Two-tier pricing is something that I have been thinking about lately. For those of you who haven’t experienced it firsthand, it essentially means that locals and ex-pats/tourists are charged different prices for the same items and services (with the ex-pat inevitably paying more). In my (limited) experience, it isn’t uncommon in the developing world. At times, it is subtle: the price you pay on an item in the market largely depends on your bargaining skills. Someone else may get a better price, but it is unlikely that you will immediately notice this. At other times, it is blatant, such as when tourist attractions charge tourists far more than locals, or tourists are given restaurant menus with higher prices for the same items.
────────
:: GIVEN REQUEST ::
Pick up the passage on two-tier pricing above where it stops, and carry it on in the same voice.
────────
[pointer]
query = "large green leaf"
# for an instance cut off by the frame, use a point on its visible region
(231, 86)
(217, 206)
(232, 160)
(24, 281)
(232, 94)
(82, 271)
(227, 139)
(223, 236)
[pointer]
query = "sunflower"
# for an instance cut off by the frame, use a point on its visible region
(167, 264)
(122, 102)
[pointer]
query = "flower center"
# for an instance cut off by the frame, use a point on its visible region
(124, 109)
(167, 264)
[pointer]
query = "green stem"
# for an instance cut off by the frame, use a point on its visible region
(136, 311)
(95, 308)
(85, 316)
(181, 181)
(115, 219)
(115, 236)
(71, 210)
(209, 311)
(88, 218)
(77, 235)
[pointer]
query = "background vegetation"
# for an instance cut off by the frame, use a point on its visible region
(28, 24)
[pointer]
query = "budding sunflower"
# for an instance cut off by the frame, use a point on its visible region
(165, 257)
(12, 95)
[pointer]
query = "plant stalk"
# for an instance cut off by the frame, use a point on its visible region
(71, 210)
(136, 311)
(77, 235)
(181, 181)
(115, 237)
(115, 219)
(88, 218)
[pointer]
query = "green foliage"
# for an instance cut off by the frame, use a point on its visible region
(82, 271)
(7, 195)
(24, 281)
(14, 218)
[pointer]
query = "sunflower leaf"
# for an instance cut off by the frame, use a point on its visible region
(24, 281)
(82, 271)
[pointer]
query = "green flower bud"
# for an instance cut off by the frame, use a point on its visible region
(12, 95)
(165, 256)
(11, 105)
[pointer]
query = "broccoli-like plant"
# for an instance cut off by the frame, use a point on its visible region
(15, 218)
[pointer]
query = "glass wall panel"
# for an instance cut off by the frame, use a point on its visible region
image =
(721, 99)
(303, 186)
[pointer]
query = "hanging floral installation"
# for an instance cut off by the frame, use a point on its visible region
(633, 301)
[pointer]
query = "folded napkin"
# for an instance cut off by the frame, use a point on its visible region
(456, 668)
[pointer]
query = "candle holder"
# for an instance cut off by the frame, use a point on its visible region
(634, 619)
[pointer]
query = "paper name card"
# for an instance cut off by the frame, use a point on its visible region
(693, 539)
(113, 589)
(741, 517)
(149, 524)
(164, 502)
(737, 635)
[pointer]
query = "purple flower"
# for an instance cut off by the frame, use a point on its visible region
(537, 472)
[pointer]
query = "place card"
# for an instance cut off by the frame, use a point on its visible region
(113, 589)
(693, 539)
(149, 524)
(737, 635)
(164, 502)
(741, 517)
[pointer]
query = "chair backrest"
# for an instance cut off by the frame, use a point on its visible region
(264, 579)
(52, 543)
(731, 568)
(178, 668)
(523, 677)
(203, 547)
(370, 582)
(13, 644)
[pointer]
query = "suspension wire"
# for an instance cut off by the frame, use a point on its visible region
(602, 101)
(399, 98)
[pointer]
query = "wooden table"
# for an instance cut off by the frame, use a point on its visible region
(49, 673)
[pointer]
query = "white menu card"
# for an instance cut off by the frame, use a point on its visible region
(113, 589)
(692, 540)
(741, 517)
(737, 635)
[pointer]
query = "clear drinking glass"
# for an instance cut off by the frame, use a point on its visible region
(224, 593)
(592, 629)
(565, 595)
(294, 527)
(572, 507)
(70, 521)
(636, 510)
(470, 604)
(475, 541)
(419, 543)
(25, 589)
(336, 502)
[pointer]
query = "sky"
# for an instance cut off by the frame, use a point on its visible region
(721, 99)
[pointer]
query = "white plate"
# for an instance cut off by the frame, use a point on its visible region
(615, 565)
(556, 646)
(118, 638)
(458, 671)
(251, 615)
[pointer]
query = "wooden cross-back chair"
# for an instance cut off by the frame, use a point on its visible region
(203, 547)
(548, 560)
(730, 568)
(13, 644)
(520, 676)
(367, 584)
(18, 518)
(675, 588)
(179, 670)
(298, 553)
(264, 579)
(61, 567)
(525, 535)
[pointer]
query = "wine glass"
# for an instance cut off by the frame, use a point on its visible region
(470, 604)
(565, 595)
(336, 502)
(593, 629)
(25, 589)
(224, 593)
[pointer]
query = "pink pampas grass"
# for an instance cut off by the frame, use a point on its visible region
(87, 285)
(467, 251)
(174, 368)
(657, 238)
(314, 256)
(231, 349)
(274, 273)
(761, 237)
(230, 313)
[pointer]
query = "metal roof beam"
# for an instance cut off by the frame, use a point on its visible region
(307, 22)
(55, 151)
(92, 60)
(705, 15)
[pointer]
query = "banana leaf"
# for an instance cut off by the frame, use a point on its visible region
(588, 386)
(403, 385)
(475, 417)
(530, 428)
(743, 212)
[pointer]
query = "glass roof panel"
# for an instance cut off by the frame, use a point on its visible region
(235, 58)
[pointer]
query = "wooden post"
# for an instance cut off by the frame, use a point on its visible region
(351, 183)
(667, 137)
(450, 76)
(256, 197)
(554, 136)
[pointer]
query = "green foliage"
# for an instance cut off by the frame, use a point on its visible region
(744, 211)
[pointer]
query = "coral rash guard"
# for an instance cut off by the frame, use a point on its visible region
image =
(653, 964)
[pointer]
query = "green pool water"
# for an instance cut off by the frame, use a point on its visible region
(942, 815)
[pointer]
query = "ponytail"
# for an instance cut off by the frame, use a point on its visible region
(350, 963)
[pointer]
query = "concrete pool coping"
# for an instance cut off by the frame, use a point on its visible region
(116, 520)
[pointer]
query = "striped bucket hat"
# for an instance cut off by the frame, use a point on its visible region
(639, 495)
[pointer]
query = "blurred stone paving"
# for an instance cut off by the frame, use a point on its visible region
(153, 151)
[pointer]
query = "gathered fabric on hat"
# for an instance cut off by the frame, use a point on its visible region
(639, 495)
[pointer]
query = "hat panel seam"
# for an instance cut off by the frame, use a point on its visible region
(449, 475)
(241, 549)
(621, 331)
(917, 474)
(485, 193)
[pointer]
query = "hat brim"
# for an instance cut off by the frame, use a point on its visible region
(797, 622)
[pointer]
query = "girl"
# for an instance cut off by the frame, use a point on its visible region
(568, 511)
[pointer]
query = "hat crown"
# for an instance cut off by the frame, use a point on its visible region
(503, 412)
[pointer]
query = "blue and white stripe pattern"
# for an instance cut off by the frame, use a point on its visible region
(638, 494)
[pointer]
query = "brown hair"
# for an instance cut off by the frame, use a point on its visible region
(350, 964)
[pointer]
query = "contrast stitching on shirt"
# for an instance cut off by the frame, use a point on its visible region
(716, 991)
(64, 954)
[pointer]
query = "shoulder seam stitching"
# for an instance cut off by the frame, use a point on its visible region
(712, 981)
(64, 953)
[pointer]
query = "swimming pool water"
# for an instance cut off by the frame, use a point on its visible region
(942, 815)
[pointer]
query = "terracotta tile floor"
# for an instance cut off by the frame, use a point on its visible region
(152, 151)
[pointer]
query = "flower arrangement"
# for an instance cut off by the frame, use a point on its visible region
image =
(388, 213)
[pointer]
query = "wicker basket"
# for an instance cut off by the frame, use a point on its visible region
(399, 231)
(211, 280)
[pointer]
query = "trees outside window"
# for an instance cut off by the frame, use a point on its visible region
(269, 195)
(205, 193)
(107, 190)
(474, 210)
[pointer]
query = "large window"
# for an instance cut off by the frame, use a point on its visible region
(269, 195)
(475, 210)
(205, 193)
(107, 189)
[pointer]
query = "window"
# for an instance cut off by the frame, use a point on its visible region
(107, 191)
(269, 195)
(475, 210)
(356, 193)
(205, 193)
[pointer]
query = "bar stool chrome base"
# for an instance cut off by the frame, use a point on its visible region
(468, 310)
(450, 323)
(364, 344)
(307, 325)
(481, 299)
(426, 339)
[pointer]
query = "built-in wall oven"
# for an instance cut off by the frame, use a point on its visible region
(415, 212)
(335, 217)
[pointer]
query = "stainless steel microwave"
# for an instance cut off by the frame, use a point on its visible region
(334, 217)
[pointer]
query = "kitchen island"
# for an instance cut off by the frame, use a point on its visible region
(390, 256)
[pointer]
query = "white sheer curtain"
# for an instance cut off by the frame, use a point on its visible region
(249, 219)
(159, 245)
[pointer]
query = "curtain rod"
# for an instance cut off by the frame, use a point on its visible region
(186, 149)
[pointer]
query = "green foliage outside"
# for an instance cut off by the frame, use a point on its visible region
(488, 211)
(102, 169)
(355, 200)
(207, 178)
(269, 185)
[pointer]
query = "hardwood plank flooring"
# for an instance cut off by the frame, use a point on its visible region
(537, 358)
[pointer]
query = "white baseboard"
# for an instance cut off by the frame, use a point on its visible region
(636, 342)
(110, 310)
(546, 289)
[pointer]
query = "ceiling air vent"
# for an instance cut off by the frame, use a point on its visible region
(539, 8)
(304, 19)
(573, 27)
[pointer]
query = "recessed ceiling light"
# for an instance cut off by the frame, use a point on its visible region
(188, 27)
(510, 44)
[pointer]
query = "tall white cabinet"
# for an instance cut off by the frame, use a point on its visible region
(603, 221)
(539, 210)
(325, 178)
────────
:: EXERCISE OUTPUT ::
I have heard friends here complain that two-tier pricing “isn’t fair.” I used to agree with them. When I first started travelling as a teenager, it enraged me that I had to pay more than the locals, particularly as I didn’t see myself as wealthy. Recently, though, I’ve started to wonder if it’s my definition of “fair” that is problematic. How fair is it that wealthy (largely) Western tourists and ex-pats descend on a developing country and, in spite of their considerably greater purchasing power, expect to pay the same price as locals? I suppose it is fair if you base your definition of fairness on the cash value of a good. If, however, you base fairness on what each customer can afford, you get a very different definition. Todd likes to remind me that people will be charged what they are willing to pay – or, in more technical terms, what the market will bear.
Two-tier pricing can get complicated, particularly in a country like Thailand, where there are a variety of different socio-economic levels, both among ex-pats and locals. There is a massive gap between the purchasing power of a rural Thai labourer, and a Thai businessman in Bangkok’s financial district. At the same time, there is an equally large gap between the socio-economic status of a Western teacher working in a local (Thai) school, and an ex-pat engineer receiving a “hardship” allowance. It probably isn’t fair that locals are categorized one way, and foreigners another, when there are so many different economic levels in each group.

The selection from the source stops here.